• **EXCERPTED PASSAGE**:

******

Dealing with failures while upgrading Db2 servers in HADR environments (without standby reinitialization)

This section describes how to deal with failures while upgrading Db2 servers in HADR environments (without standby reinitialization).

If using the procedure Upgrading Db2 servers in HADR environments (without standby reinitialization), this procedure maintains the database role and relies on normal log shipping and log replaying characteristics common to HADR functionality. The procedure avoids the need to stop HADR for upgrade and avoids the need to reinitialize HADR. This reduces the window where no standby database exists and eliminates the cost of sending a backup image to the standby site for reinitialization.

During upgrade a failure can occur at any point in the procedure with any component that makes up the primary or standby. An upgrade is a scheduled event, so any failure is considered severe and having the primary or standby database available as quickly as possible is paramount. In most cases, a failure results in either the primary or standby database no longer being available to continue it's role in the HADR upgrade procedure. When this happens, the failing database must be taken out of it's role by stopping HADR, continuing upgrade as a non-HADR database, and then reinitializing HADR post upgrade.

It is difficult to document every possible failure scenario, but this topic attempts to walk you through what actions can be taken for failures at certain common points in the procedure.

Scenario 1: In Db2 version 10.5 Fix Pack 7 or later, if the primary's log shipping functionality and the standby's log replay functionality are not healthy causing db2iupgrade/db2ckupgrade to fail.

If the issue cannot be fixed within the upgrade window, then follow the previous HADR procedure that requires the stopping of HADR and reinitialization discussed in Upgrading Db2 servers in HADR environments.

Scenario 2: In Db2 version 10.5 Fix Pack 7 or later, if the primary's log shipping functionality and the standby's log replay functionality are healthy but the standby's replay position is still behind the primary's log shipping position causing db2iupgrade/db2ckupgrade to fail.

******

• **Object pointing dataset rows**:

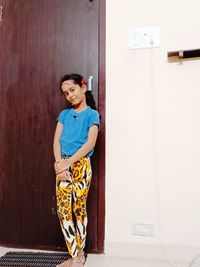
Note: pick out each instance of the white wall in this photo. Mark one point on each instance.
(153, 129)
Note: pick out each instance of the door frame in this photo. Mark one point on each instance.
(101, 142)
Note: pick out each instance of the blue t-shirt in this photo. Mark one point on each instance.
(75, 129)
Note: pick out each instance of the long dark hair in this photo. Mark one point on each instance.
(77, 78)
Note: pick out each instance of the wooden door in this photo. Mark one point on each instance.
(40, 41)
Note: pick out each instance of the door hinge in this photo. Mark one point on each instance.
(1, 12)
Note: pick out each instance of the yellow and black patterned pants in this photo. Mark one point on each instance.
(71, 202)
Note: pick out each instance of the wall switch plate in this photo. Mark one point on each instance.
(143, 229)
(143, 38)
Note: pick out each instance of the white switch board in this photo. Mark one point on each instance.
(143, 38)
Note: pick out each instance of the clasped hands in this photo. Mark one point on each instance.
(62, 170)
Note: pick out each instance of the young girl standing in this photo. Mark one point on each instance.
(74, 142)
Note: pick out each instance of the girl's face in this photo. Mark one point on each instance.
(74, 94)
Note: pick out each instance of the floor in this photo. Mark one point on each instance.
(106, 261)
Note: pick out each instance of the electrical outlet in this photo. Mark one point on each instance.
(143, 229)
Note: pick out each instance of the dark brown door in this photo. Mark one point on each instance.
(40, 41)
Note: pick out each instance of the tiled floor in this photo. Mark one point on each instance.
(106, 261)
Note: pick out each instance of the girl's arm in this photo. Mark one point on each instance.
(56, 143)
(83, 151)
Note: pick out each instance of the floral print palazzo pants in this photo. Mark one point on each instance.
(71, 202)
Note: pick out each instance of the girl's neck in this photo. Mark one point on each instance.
(80, 107)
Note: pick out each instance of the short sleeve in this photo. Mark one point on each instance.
(94, 119)
(61, 117)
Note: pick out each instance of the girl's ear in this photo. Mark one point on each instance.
(84, 88)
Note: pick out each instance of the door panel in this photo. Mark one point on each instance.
(40, 42)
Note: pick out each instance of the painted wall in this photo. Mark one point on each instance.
(153, 129)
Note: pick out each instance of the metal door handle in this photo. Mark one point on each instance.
(90, 83)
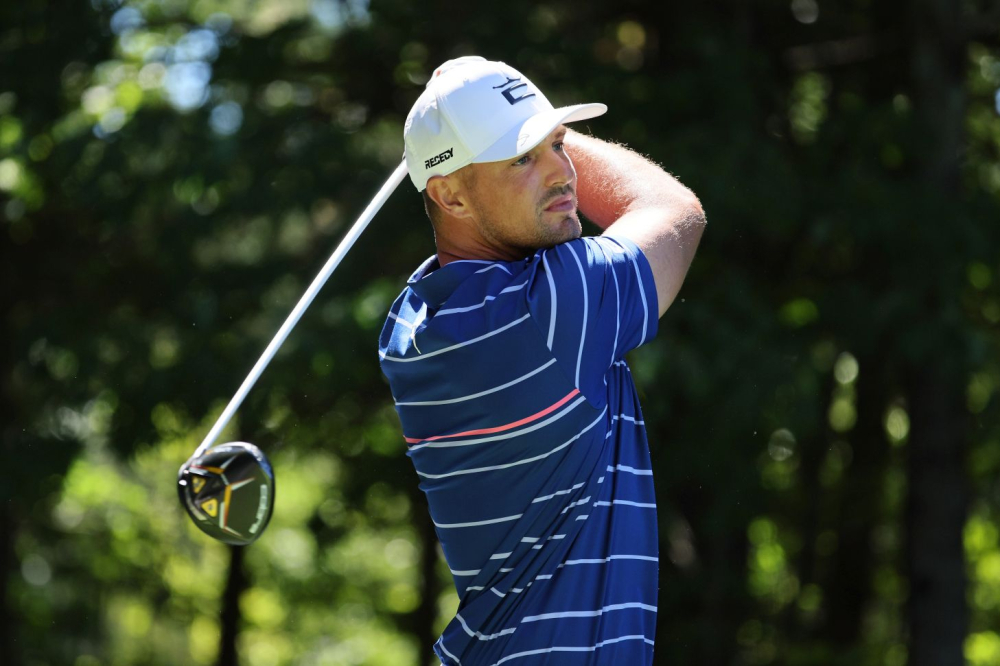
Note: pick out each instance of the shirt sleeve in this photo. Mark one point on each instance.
(593, 299)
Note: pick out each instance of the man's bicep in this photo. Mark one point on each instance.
(667, 239)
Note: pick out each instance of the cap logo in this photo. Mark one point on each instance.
(508, 92)
(437, 159)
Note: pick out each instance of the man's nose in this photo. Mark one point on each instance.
(560, 169)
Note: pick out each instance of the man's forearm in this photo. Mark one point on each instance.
(630, 197)
(613, 180)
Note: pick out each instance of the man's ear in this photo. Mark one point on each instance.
(448, 193)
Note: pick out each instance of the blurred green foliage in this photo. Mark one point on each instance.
(174, 172)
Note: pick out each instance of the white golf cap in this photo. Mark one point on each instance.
(478, 110)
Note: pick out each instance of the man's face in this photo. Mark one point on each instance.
(528, 202)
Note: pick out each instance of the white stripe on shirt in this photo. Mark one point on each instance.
(476, 470)
(486, 300)
(476, 523)
(630, 470)
(583, 329)
(424, 403)
(506, 435)
(594, 613)
(642, 505)
(483, 637)
(642, 293)
(528, 653)
(552, 292)
(460, 344)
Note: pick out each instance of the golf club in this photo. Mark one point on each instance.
(228, 490)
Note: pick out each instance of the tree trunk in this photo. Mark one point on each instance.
(936, 513)
(938, 484)
(236, 583)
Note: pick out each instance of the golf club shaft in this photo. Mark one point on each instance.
(383, 194)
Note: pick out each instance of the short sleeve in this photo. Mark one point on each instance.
(593, 299)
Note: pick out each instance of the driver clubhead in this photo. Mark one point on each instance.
(229, 492)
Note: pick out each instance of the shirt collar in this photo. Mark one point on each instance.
(435, 283)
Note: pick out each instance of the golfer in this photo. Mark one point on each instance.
(505, 358)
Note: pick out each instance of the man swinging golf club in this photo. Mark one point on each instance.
(505, 358)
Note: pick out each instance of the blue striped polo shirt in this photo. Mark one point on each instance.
(523, 424)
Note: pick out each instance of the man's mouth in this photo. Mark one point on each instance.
(561, 205)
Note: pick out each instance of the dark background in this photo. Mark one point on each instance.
(822, 399)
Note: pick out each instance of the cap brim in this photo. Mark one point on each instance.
(530, 133)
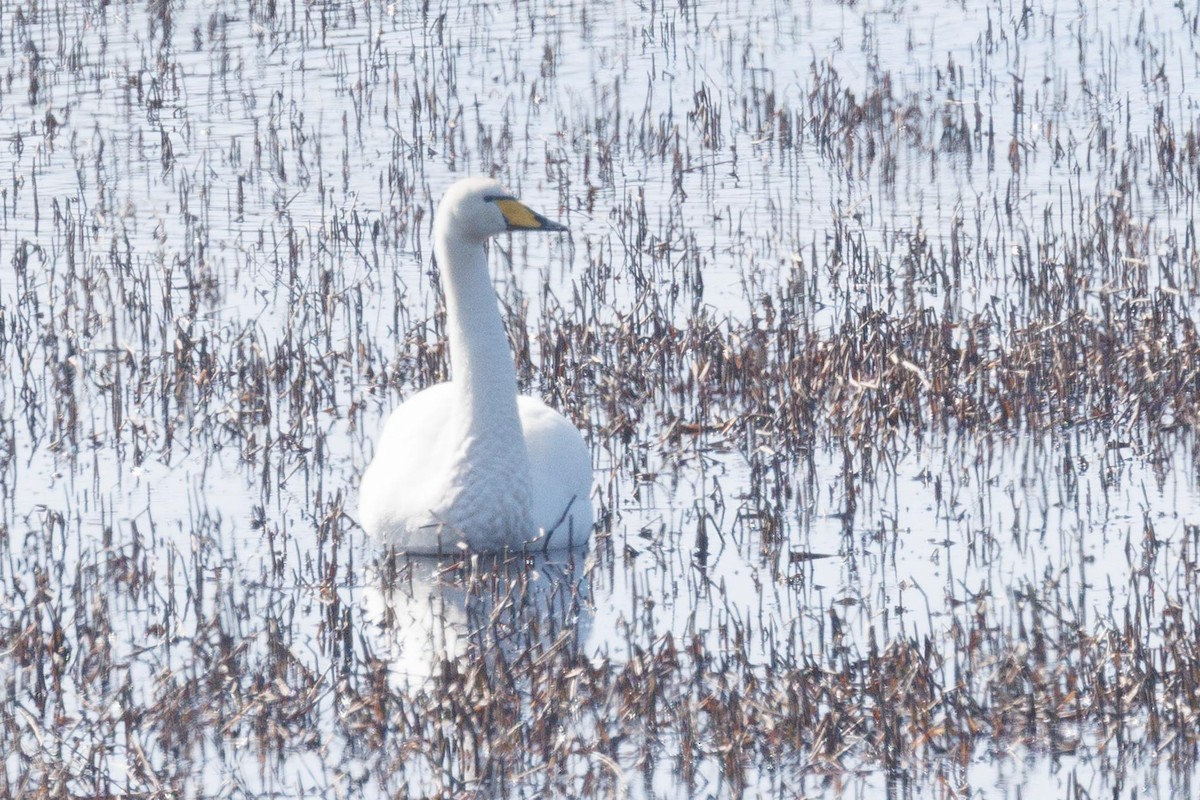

******

• **TASKS**:
A: Answer these questions from the text on HADR upgrade failures:
(i) What two needs does the procedure that maintains the database role avoid?
(ii) Why is any failure during an upgrade considered severe?
(iii) Under Scenario 1, what should be done if the issue cannot be fixed within the upgrade window?
B: Translate this sentence from the text on HADR upgrade failures into Spanish: "The procedure avoids the need to stop HADR for upgrade and avoids the need to reinitialize HADR."
C: Continue the text on HADR upgrade failures from its last sentence.

• **ANSWERS TO THE PROBLEMS**:
A:
(i) It avoids the need to stop HADR for upgrade and the need to reinitialize HADR.
(ii) An upgrade is a scheduled event.
(iii) Follow the previous HADR procedure that requires stopping HADR and reinitialization, discussed in Upgrading Db2 servers in HADR environments.

B: El procedimiento evita la necesidad de detener HADR para la actualización y evita la necesidad de reinicializar HADR.

C:
Ensure that replay delay is turned off by setting the hadr_replay_delay to 0. Try to allow more wait time for the standby to catch up, the default waiting time is at least 120 seconds. Increase the hadr_timeout value to allow for longer waiting time. If neither of these options allow for the log positions to match within the upgrade window, then follow the previous HADR procedure that requires the stopping of HADR and reinitialization discussed in Upgrading Db2 servers in HADR environments.

Scenario 3: In Db2 version 10.5 Fix Pack 7 or later, if the primary database becomes unavailable preventing db2iupgrade/db2ckupgrade from being run.

If the primary database cannot be brought back up within the upgrade window, switch roles on the standby and then follow the previous HADR procedure that requires the stopping of HADR and reinitialization discussed in Upgrading Db2 servers in HADR environments.

Scenario 4: In Db2 version 10.5 Fix Pack 7 or later, if the standby database becomes unavailable preventing db2iupgrade/db2ckupgrade from being run.

If the standby database cannot be brought back up within the upgrade window, then follow the previous HADR procedure that requires the stopping of HADR and reinitialization discussed in Upgrading Db2 servers in HADR environments.

Scenario 5: In Db2 version 11.1, if the primary database becomes unavailable preventing the upgrade procedure from continuing on the standby.

If the primary database cannot be brought back up within the upgrade window, on the standby issue STOP HADR followed by ROLLFORWARD DATABASE with the STOP option. This will turn the database into a non-HADR database. The database will now be upgrade pending and so issue the UPGRADE DATABASE command to continue the upgrade. Once complete refer to Post-upgrade tasks for Db2 servers and Verifying upgrade of Db2 servers. HADR must be reinitialized.

Scenario 6: In Db2 version 11.1, if the standby database becomes unavailable preventing the UPGRADE DATABASE command from starting up on the primary.

If the standby database cannot be brought back up within the upgrade window, on the primary issue STOP HADR. This turns the database into a non-HADR database. The database will still be upgrade pending so reissue the UPGRADE DATABASE command to continue the upgrade. Once complete refer to Post-upgrade tasks for Db2 servers and Verifying upgrade of Db2 servers. HADR will have to be reinitialized.

Scenario 7: In Db2 version 11.1, if the standby database becomes unavailable while in upgrade in progress state.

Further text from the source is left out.